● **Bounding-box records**
____________________

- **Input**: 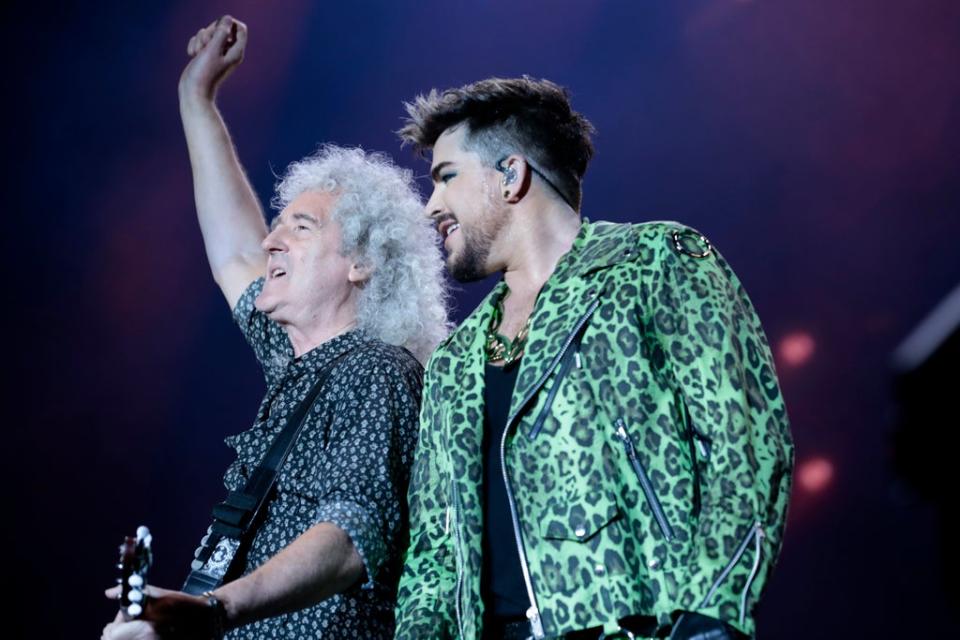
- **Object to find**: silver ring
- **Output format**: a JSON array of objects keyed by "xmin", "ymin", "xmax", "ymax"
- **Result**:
[{"xmin": 673, "ymin": 231, "xmax": 713, "ymax": 258}]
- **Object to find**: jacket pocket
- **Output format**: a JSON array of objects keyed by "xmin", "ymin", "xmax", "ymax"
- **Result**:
[
  {"xmin": 699, "ymin": 521, "xmax": 766, "ymax": 624},
  {"xmin": 616, "ymin": 418, "xmax": 674, "ymax": 542},
  {"xmin": 540, "ymin": 491, "xmax": 621, "ymax": 542}
]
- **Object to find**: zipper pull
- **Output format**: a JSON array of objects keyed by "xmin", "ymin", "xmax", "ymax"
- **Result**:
[{"xmin": 527, "ymin": 607, "xmax": 546, "ymax": 640}]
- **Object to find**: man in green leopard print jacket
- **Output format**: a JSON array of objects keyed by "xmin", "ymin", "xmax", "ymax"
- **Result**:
[{"xmin": 397, "ymin": 77, "xmax": 793, "ymax": 639}]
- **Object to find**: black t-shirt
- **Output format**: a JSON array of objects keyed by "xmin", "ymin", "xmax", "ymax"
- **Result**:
[{"xmin": 480, "ymin": 362, "xmax": 530, "ymax": 618}]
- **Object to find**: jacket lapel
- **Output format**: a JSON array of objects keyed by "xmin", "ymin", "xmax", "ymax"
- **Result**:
[{"xmin": 510, "ymin": 220, "xmax": 637, "ymax": 424}]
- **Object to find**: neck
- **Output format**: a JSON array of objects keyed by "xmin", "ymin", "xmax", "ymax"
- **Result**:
[
  {"xmin": 503, "ymin": 199, "xmax": 581, "ymax": 295},
  {"xmin": 283, "ymin": 297, "xmax": 357, "ymax": 358}
]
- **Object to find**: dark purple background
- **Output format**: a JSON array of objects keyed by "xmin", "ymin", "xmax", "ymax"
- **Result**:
[{"xmin": 9, "ymin": 0, "xmax": 960, "ymax": 638}]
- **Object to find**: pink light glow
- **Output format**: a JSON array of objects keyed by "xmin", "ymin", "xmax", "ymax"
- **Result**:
[
  {"xmin": 796, "ymin": 458, "xmax": 833, "ymax": 493},
  {"xmin": 779, "ymin": 331, "xmax": 817, "ymax": 367}
]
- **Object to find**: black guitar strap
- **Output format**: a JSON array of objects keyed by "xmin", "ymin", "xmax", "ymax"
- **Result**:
[{"xmin": 183, "ymin": 344, "xmax": 350, "ymax": 595}]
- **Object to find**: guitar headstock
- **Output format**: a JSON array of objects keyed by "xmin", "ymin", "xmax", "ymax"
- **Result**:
[{"xmin": 117, "ymin": 527, "xmax": 153, "ymax": 620}]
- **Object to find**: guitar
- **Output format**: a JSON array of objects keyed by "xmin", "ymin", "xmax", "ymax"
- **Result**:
[{"xmin": 117, "ymin": 526, "xmax": 153, "ymax": 620}]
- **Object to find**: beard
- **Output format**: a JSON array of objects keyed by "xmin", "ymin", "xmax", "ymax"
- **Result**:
[
  {"xmin": 447, "ymin": 209, "xmax": 507, "ymax": 283},
  {"xmin": 447, "ymin": 226, "xmax": 493, "ymax": 282}
]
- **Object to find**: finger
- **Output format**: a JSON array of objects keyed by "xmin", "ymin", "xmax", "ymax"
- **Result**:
[{"xmin": 223, "ymin": 20, "xmax": 247, "ymax": 64}]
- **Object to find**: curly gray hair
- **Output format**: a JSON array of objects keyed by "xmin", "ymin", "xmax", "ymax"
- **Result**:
[{"xmin": 271, "ymin": 144, "xmax": 450, "ymax": 362}]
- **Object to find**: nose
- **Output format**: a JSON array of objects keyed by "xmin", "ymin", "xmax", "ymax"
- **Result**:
[
  {"xmin": 260, "ymin": 226, "xmax": 287, "ymax": 253},
  {"xmin": 423, "ymin": 187, "xmax": 443, "ymax": 220}
]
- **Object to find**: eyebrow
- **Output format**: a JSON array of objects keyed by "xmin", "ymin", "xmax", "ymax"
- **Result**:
[
  {"xmin": 270, "ymin": 213, "xmax": 320, "ymax": 231},
  {"xmin": 430, "ymin": 160, "xmax": 453, "ymax": 182}
]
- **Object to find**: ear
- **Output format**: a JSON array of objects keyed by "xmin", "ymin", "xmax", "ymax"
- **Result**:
[
  {"xmin": 347, "ymin": 263, "xmax": 373, "ymax": 287},
  {"xmin": 497, "ymin": 154, "xmax": 530, "ymax": 204}
]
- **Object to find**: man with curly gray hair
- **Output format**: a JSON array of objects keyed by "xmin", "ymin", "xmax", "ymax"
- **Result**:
[{"xmin": 104, "ymin": 16, "xmax": 448, "ymax": 639}]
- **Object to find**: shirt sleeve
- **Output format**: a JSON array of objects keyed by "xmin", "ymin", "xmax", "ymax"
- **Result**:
[
  {"xmin": 233, "ymin": 278, "xmax": 293, "ymax": 382},
  {"xmin": 316, "ymin": 355, "xmax": 422, "ymax": 589}
]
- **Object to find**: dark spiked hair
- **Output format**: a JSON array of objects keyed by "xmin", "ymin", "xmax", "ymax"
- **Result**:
[{"xmin": 397, "ymin": 76, "xmax": 594, "ymax": 211}]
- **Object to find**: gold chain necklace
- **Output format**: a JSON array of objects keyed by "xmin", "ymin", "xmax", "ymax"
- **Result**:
[{"xmin": 484, "ymin": 289, "xmax": 533, "ymax": 367}]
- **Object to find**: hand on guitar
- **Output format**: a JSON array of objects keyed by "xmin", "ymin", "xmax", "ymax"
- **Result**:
[{"xmin": 100, "ymin": 587, "xmax": 224, "ymax": 640}]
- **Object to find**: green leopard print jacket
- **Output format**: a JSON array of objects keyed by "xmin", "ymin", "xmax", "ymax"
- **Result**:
[{"xmin": 396, "ymin": 221, "xmax": 793, "ymax": 639}]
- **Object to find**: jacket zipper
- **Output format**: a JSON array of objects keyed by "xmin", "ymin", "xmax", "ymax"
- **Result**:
[
  {"xmin": 453, "ymin": 486, "xmax": 466, "ymax": 638},
  {"xmin": 500, "ymin": 297, "xmax": 600, "ymax": 640},
  {"xmin": 698, "ymin": 522, "xmax": 764, "ymax": 620},
  {"xmin": 740, "ymin": 522, "xmax": 766, "ymax": 626},
  {"xmin": 616, "ymin": 418, "xmax": 674, "ymax": 542}
]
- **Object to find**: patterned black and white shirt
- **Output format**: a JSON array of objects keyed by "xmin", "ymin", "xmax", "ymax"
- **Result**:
[{"xmin": 224, "ymin": 279, "xmax": 423, "ymax": 640}]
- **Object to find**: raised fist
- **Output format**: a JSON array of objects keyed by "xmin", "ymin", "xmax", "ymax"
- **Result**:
[{"xmin": 179, "ymin": 16, "xmax": 247, "ymax": 100}]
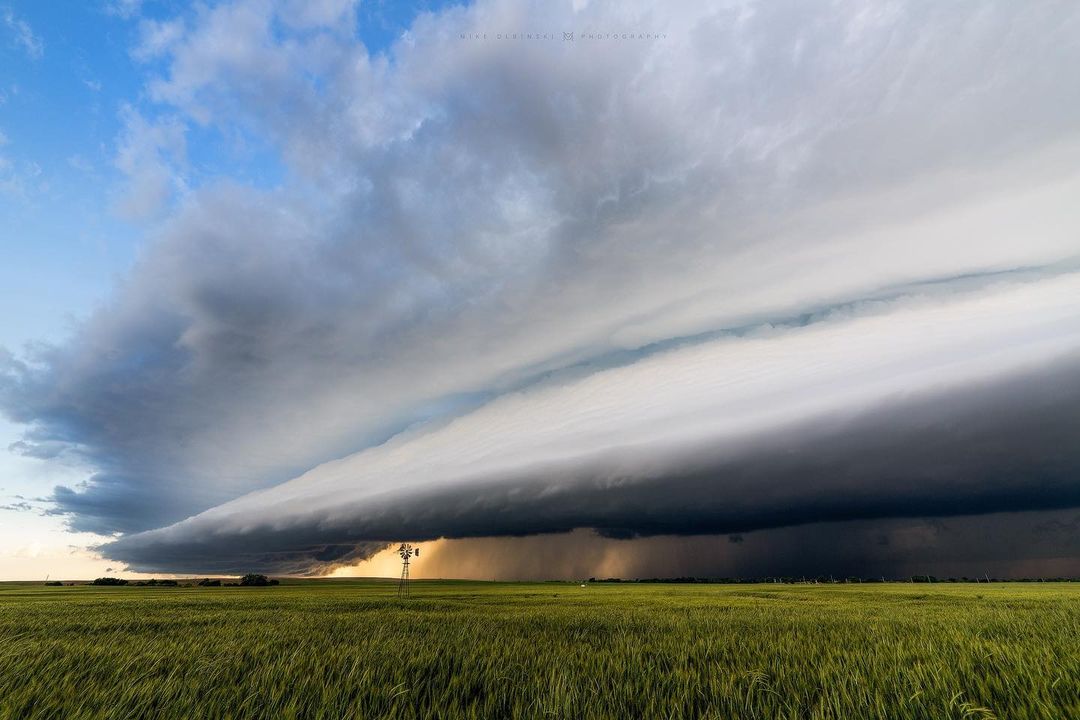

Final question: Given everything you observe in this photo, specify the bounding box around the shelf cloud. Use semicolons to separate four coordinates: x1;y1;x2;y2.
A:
0;0;1080;573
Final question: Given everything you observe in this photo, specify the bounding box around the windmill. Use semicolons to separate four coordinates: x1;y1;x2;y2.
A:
397;543;420;598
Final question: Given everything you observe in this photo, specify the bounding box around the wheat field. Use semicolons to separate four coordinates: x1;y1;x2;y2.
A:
0;581;1080;720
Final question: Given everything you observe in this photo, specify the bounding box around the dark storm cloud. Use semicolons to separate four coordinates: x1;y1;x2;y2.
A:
102;359;1080;572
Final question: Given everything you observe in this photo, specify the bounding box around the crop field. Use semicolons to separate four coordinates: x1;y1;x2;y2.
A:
0;581;1080;720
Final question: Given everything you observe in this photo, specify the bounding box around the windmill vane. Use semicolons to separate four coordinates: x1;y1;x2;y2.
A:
397;543;420;598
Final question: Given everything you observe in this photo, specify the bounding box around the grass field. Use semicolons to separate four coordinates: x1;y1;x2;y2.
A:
0;581;1080;720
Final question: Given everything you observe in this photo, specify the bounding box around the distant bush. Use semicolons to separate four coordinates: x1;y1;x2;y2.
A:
240;572;278;587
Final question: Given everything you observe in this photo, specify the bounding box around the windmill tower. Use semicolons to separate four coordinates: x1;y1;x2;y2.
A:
397;543;420;598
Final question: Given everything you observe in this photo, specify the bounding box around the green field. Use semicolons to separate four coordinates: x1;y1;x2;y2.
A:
0;581;1080;720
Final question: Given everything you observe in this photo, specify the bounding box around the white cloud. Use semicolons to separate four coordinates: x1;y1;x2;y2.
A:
6;0;1080;574
114;106;187;220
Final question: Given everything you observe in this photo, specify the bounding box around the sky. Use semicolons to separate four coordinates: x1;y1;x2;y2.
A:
0;0;1080;580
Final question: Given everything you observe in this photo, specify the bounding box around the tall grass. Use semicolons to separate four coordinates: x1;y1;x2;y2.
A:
0;582;1080;720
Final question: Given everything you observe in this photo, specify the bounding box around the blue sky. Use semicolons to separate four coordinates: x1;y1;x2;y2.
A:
0;0;460;576
0;0;448;348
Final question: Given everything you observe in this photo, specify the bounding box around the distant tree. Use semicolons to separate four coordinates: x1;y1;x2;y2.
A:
240;572;278;587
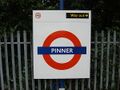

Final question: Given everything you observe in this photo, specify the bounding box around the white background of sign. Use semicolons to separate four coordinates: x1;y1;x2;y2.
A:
33;10;91;79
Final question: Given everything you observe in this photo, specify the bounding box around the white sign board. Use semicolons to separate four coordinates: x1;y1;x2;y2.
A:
33;10;91;79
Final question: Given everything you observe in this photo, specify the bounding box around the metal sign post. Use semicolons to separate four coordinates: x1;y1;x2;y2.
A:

____________________

● **Stated exercise**
Put the lines above, from the line containing "sign. Use semicolons to separate four coordinates: x1;y1;x2;y2." through the end of the records, into a JSON list of strings, with one string per line and blank lines left out.

● **Exercise response**
[
  "Final question: Given everything you observe in this photo, specify the bounding box around the white background of sign. Use semicolons to separate four coordinates: x1;y1;x2;y2.",
  "A:",
  "33;10;91;79",
  "Final question: Given everything you observe in this photo, specify the bounding box around the white sign board. Use semicolons to separate four coordinates: x1;y1;x2;y2.",
  "A:",
  "33;10;91;79",
  "Final question: Given everything you observe in this photo, specify the bounding box around the metal sign post. Use semicolons to separate four coordinates: x1;y1;x2;y2.",
  "A:"
]